Task objective: Copy everything in the records below, word for word, from the line containing "Find the reflection" down to the end of the records.

####################

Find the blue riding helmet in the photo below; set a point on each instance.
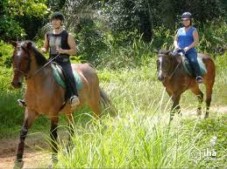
(57, 15)
(186, 15)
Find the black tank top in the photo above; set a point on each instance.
(57, 41)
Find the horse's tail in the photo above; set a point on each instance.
(107, 104)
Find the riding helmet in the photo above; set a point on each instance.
(57, 15)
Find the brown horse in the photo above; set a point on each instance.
(176, 80)
(44, 95)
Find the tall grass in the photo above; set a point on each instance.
(140, 137)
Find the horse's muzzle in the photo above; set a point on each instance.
(16, 84)
(160, 78)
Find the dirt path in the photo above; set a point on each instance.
(37, 154)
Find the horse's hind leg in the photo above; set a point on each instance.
(53, 136)
(208, 98)
(175, 107)
(71, 130)
(94, 102)
(199, 95)
(28, 120)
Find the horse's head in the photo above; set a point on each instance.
(165, 64)
(21, 61)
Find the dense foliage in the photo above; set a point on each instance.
(104, 25)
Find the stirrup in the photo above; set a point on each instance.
(21, 103)
(74, 101)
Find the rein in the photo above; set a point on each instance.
(46, 64)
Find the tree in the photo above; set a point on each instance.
(21, 18)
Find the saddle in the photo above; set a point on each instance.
(186, 65)
(60, 79)
(188, 69)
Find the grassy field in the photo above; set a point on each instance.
(140, 137)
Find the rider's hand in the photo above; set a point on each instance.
(43, 50)
(186, 49)
(60, 50)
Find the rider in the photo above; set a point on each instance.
(186, 39)
(61, 45)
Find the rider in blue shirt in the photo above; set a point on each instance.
(185, 40)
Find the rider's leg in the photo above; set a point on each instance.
(71, 91)
(192, 57)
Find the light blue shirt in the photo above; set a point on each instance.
(185, 38)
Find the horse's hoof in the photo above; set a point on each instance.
(21, 103)
(206, 116)
(18, 165)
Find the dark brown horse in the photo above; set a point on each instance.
(176, 80)
(44, 95)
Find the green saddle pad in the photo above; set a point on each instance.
(188, 68)
(59, 78)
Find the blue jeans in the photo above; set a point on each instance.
(191, 55)
(70, 82)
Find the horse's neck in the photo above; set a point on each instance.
(39, 77)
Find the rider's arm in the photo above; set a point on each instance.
(45, 47)
(175, 42)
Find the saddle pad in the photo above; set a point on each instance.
(188, 68)
(58, 77)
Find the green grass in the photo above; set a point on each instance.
(140, 136)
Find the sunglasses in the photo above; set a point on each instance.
(185, 19)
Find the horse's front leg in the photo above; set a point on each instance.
(28, 119)
(175, 107)
(53, 136)
(199, 95)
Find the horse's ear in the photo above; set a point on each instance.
(156, 51)
(14, 43)
(29, 45)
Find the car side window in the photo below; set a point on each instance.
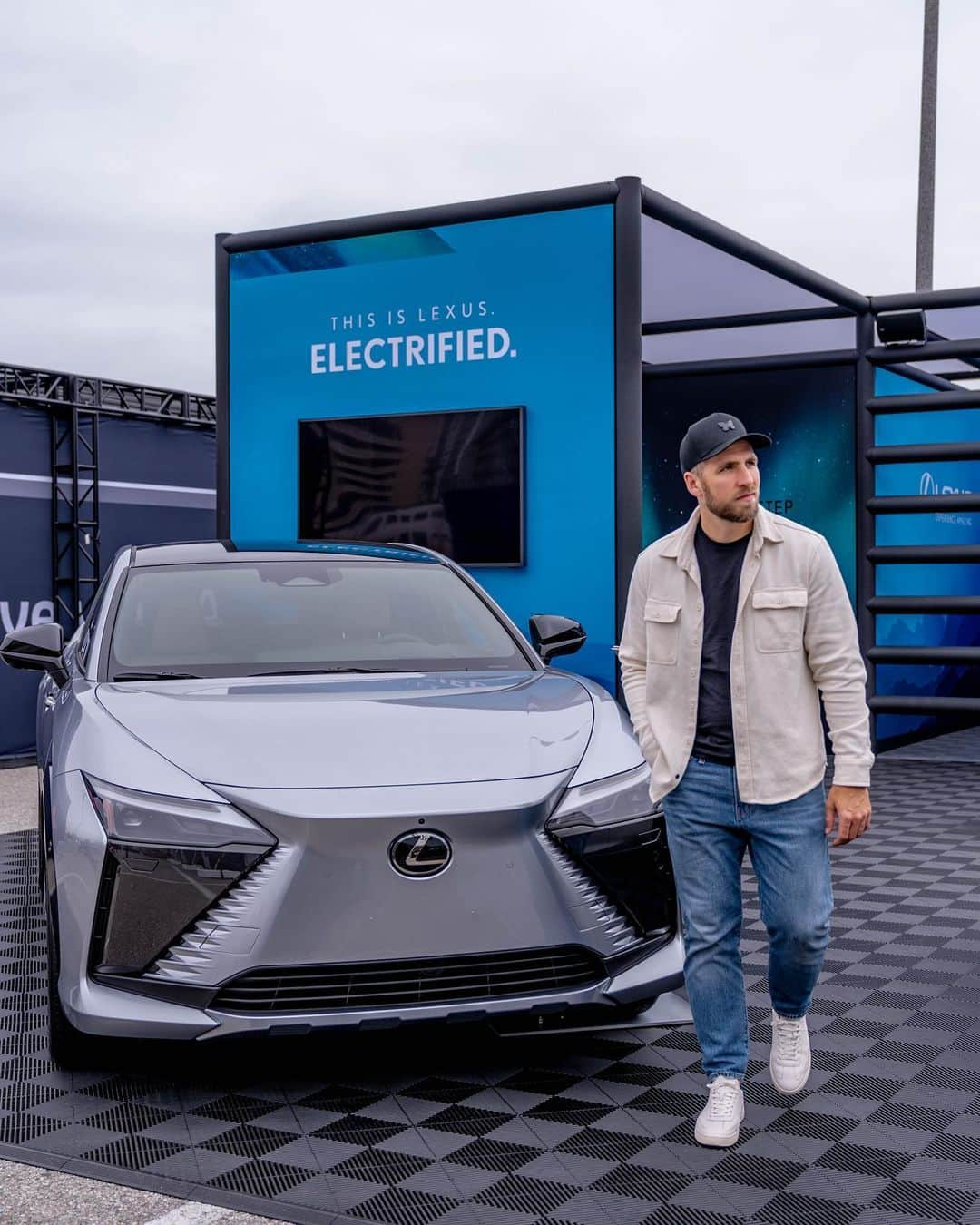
(91, 618)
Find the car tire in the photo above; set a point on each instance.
(67, 1046)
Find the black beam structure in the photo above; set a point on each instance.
(697, 226)
(424, 218)
(931, 350)
(864, 490)
(761, 318)
(966, 655)
(75, 405)
(734, 365)
(963, 604)
(931, 299)
(917, 704)
(24, 385)
(933, 504)
(75, 510)
(629, 389)
(222, 431)
(924, 553)
(925, 402)
(916, 451)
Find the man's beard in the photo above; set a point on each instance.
(734, 511)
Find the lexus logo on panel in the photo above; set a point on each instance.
(420, 853)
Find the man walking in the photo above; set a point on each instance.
(737, 625)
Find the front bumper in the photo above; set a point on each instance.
(326, 898)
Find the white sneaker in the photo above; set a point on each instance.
(720, 1121)
(789, 1057)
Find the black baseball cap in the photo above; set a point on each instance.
(713, 434)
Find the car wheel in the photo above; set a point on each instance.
(69, 1047)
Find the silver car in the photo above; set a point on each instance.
(335, 786)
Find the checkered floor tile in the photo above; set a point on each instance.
(597, 1129)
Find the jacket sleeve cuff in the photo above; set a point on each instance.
(851, 773)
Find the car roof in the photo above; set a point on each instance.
(189, 552)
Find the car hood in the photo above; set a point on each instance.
(360, 730)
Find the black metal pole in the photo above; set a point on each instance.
(223, 529)
(927, 147)
(629, 467)
(864, 490)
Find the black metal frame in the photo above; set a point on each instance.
(75, 405)
(623, 195)
(942, 398)
(632, 201)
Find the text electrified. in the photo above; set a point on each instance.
(436, 348)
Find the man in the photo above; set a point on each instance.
(737, 623)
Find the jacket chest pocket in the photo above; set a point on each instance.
(778, 619)
(663, 623)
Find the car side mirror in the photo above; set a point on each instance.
(555, 634)
(37, 647)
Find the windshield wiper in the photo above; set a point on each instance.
(322, 671)
(157, 676)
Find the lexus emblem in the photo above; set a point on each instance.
(420, 853)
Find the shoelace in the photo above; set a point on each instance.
(788, 1034)
(721, 1098)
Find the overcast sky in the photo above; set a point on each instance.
(132, 132)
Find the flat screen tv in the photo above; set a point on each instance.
(452, 482)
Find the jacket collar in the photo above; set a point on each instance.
(681, 544)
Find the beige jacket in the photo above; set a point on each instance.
(794, 634)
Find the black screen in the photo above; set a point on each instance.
(451, 482)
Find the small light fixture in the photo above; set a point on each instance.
(902, 328)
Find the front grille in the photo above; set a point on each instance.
(429, 980)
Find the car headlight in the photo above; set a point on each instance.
(167, 860)
(605, 802)
(612, 830)
(143, 818)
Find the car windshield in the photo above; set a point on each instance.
(304, 615)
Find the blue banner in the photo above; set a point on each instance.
(507, 312)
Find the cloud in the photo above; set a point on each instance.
(132, 132)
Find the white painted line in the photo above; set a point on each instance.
(191, 1214)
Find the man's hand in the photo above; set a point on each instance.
(851, 806)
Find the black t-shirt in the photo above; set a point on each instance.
(720, 567)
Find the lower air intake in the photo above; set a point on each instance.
(431, 980)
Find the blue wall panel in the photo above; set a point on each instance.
(546, 279)
(931, 528)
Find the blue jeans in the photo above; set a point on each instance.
(708, 829)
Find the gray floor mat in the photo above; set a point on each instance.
(581, 1129)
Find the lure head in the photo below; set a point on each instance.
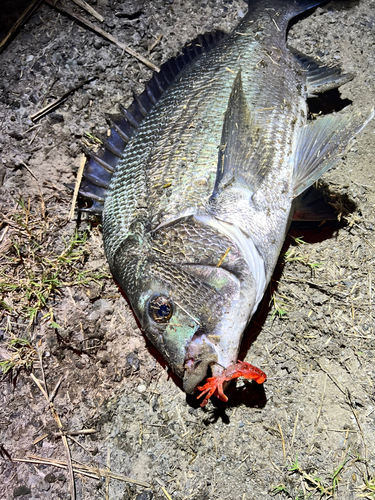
(193, 294)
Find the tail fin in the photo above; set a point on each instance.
(285, 10)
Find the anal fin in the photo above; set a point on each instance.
(321, 144)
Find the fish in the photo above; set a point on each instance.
(200, 179)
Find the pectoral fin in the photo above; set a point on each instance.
(321, 144)
(241, 144)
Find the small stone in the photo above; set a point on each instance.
(21, 490)
(44, 486)
(50, 478)
(145, 495)
(16, 135)
(56, 118)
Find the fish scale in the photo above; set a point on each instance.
(197, 210)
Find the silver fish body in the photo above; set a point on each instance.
(201, 199)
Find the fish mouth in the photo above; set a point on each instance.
(206, 345)
(200, 356)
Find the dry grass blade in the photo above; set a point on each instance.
(76, 187)
(63, 437)
(25, 14)
(105, 34)
(89, 9)
(85, 470)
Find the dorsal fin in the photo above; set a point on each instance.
(320, 78)
(124, 125)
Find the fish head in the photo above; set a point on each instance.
(193, 293)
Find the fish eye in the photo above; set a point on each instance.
(160, 308)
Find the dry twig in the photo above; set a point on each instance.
(89, 9)
(104, 34)
(25, 14)
(85, 470)
(63, 437)
(58, 101)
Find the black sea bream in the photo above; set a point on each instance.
(207, 164)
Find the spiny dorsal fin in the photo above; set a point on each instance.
(124, 125)
(241, 144)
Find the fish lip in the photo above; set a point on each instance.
(198, 361)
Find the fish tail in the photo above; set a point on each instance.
(287, 9)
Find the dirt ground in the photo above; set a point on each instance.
(309, 432)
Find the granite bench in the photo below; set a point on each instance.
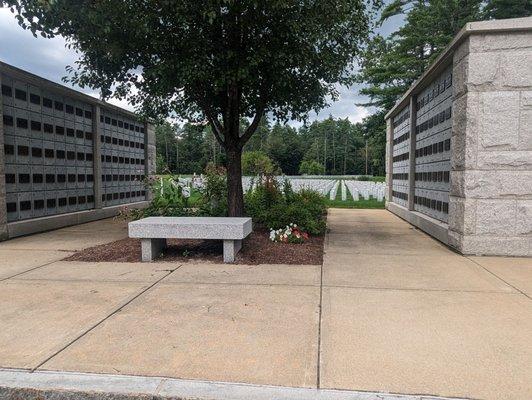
(154, 231)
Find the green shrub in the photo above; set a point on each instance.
(170, 198)
(311, 168)
(275, 207)
(214, 193)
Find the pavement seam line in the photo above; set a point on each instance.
(193, 389)
(498, 277)
(320, 314)
(101, 321)
(419, 289)
(29, 270)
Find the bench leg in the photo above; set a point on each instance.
(231, 248)
(151, 248)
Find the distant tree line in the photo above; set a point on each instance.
(390, 64)
(331, 147)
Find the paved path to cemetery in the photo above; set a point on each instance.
(390, 311)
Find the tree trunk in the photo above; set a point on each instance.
(235, 193)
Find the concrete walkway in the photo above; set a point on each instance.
(390, 311)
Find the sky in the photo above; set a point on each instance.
(48, 58)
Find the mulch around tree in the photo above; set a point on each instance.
(257, 249)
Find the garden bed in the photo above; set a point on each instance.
(257, 249)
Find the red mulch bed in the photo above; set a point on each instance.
(257, 249)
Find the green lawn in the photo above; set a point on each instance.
(350, 203)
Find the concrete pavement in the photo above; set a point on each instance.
(390, 311)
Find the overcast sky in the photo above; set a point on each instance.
(49, 57)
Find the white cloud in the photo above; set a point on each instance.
(49, 57)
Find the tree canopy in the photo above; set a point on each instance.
(214, 60)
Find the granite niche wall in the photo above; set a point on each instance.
(66, 158)
(459, 148)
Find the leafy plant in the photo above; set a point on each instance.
(214, 193)
(275, 207)
(311, 168)
(170, 198)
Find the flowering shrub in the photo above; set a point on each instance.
(275, 207)
(291, 234)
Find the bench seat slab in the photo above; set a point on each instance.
(152, 248)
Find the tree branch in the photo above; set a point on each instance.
(216, 129)
(253, 127)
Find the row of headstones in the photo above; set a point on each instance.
(364, 189)
(357, 189)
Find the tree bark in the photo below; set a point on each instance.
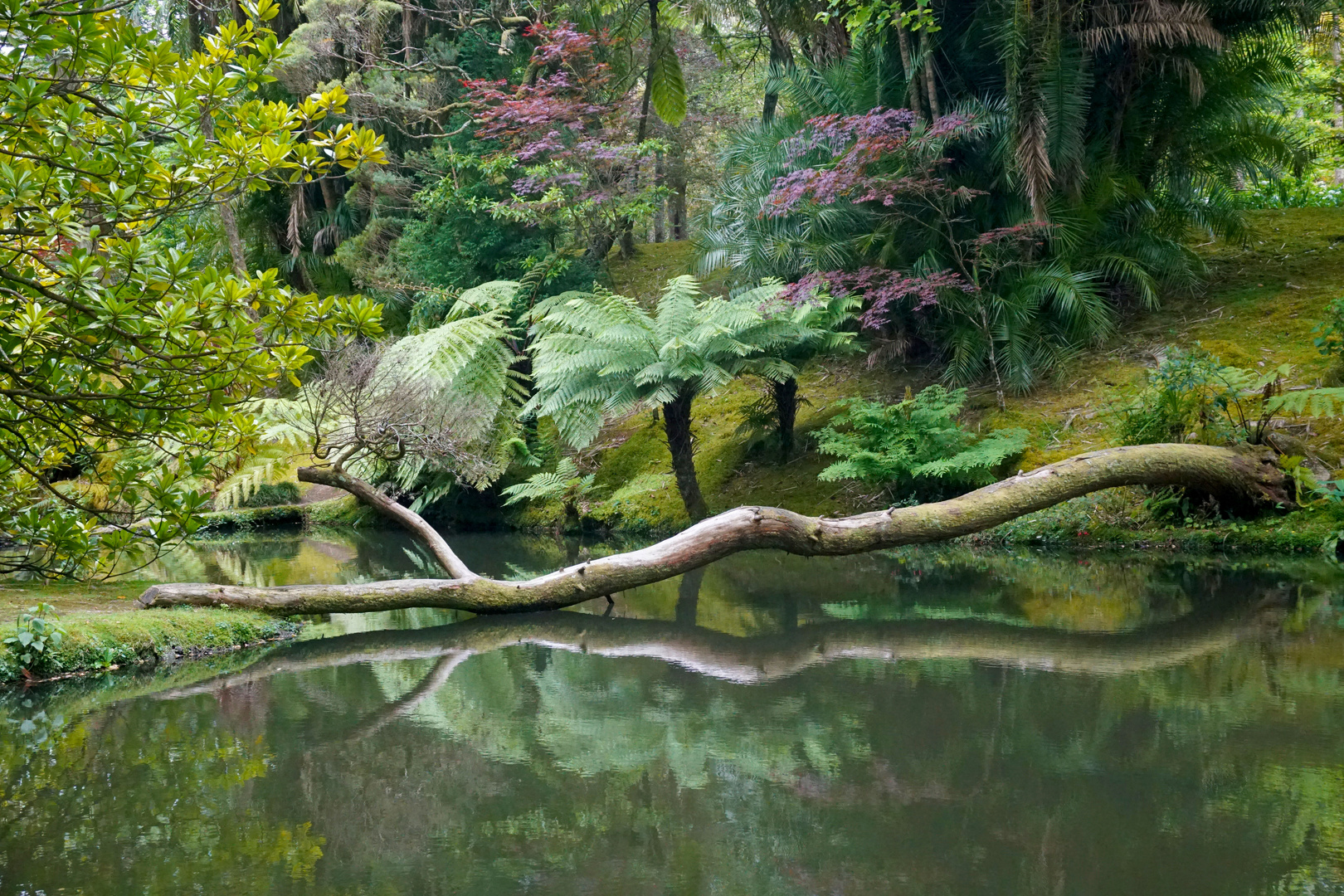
(236, 241)
(660, 212)
(1244, 475)
(676, 423)
(786, 411)
(930, 88)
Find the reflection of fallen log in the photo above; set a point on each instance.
(765, 659)
(1246, 476)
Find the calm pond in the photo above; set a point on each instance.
(936, 722)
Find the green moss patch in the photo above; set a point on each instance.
(95, 640)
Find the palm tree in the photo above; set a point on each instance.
(602, 355)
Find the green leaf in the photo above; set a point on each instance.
(667, 85)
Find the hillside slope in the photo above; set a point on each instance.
(1257, 308)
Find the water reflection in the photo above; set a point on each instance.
(895, 727)
(771, 592)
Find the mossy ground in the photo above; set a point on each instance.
(97, 638)
(1257, 306)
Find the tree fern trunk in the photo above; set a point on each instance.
(676, 423)
(786, 411)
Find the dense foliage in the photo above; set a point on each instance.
(191, 193)
(125, 356)
(916, 446)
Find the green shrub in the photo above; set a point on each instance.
(1188, 394)
(37, 629)
(273, 494)
(916, 445)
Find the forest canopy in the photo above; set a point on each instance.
(240, 238)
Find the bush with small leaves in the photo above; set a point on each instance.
(916, 445)
(37, 629)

####################

Response to this task:
Find the reflection of fallen log in the photo above; set a point on each instance.
(765, 659)
(1246, 476)
Find the calm pond in the photo above; set a point on each instance.
(936, 722)
Find the green moss patch in the photo above; set a point on each instance.
(95, 640)
Find the palm tree in the photo above; set a point on each instance.
(602, 355)
Find the green leaf in the photo above; set a point on each instance.
(667, 85)
Find the hillside slope in the photo above; set a point on each instance.
(1257, 308)
Find the water reflection in the photo above; set a point on each instance.
(895, 727)
(771, 592)
Find the mossy ground in the photo above; set a point on each instance.
(97, 638)
(1257, 306)
Find the tree fern trunk in the photo above; set a point on each instance.
(676, 423)
(786, 411)
Find the dense foliage in the photo above; set a point on each instance.
(191, 193)
(125, 356)
(916, 446)
Find the green shrub in the photo above; set a point on each instance.
(1188, 394)
(37, 629)
(273, 494)
(916, 445)
Find the forest canopy in the photo above; set a point on each instance.
(240, 238)
Find the bush with small leaves in the photo above; set a point on each instance.
(916, 445)
(37, 629)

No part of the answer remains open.